Data supplied ▸
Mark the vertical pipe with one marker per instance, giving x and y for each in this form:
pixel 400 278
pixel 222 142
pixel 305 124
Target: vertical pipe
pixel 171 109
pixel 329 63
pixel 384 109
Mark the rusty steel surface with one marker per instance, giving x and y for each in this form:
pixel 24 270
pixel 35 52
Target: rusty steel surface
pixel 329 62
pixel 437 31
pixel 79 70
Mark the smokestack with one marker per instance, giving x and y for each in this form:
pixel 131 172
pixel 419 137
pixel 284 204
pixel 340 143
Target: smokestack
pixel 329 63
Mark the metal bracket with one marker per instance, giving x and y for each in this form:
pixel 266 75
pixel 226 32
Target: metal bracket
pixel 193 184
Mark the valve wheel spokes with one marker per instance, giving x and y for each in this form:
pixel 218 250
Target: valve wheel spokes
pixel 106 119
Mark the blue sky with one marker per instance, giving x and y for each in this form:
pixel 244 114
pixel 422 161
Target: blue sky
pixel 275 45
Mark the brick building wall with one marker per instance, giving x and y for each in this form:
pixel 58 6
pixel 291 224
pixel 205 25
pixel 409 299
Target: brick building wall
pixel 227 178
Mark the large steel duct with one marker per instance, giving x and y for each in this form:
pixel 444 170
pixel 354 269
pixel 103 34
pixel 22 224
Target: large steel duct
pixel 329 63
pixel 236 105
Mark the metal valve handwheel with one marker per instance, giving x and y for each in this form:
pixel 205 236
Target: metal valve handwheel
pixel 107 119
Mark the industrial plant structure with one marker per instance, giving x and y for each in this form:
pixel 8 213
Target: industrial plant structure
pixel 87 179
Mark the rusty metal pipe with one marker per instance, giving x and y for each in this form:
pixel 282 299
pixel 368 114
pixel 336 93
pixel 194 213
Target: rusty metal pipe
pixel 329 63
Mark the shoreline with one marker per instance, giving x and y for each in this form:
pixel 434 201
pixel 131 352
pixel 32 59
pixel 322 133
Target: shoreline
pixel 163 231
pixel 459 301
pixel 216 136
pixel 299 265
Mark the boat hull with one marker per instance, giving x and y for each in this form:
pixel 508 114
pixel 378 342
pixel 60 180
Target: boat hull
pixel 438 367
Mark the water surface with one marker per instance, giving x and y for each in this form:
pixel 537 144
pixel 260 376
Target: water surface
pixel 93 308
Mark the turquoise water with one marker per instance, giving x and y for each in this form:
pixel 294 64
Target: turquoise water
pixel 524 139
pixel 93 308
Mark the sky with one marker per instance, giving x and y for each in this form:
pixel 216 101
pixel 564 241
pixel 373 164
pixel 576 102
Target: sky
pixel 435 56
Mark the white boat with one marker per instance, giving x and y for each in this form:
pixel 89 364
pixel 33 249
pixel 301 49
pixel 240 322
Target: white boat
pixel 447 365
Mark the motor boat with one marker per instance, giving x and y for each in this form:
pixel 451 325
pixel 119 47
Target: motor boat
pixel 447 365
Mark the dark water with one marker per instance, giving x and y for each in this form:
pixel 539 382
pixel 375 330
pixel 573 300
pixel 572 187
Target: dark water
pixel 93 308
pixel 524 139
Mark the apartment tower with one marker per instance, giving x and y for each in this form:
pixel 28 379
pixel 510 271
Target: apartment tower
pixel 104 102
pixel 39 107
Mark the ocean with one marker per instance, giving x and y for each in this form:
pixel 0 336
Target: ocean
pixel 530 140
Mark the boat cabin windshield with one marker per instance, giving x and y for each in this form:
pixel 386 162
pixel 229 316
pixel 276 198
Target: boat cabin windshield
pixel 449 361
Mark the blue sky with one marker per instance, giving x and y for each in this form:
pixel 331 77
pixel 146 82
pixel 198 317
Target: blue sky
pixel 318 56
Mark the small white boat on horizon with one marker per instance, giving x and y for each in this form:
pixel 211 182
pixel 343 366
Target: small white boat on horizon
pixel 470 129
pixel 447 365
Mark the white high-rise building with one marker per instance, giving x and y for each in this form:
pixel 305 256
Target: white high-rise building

Task details ▸
The answer must consist of every line above that holds the string "rise", copied exactly.

Written answer ▸
Mark the white high-rise building with one marker per instance, giving x and y for each in this form:
Target: white high-rise building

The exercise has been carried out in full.